▶ _INSTRUCTIONS TO FOLLOW_:
Take every line in the entries that includes the word "baseball" and copy it.

▶ _DATASET_:
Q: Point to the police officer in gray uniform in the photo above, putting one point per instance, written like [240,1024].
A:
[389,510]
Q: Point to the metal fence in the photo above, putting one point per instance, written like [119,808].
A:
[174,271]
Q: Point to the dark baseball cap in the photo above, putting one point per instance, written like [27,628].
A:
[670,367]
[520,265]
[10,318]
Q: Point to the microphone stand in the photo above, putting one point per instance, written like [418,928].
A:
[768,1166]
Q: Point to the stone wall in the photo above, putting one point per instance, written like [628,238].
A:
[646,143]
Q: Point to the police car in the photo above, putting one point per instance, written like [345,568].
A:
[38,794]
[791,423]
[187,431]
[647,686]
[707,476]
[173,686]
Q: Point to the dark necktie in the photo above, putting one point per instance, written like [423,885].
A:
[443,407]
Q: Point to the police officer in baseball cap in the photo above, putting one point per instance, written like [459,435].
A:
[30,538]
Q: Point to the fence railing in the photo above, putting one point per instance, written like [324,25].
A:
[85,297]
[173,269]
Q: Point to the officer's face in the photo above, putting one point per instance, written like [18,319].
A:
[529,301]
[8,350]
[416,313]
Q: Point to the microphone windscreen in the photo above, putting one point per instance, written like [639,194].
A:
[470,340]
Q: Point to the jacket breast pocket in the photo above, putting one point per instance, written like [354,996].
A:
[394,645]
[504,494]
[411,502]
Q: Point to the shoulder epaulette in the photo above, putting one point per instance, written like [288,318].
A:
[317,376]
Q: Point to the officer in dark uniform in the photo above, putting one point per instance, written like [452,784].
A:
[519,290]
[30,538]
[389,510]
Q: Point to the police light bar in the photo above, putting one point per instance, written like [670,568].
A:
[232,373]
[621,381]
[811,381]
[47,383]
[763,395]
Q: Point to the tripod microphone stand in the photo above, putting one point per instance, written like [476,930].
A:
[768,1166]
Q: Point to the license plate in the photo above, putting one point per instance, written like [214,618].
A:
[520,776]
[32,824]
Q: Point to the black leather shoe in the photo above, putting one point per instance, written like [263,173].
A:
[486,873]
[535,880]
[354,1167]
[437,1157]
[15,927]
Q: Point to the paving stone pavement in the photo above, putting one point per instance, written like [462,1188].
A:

▶ _WRITTEN SOLUTION_:
Q: Point to the dark baseball cap in the photo above, putting one point per instance, written like [27,628].
Q: Point to the police officer in baseball cap in the photo above, putting one point per instance, written like [459,435].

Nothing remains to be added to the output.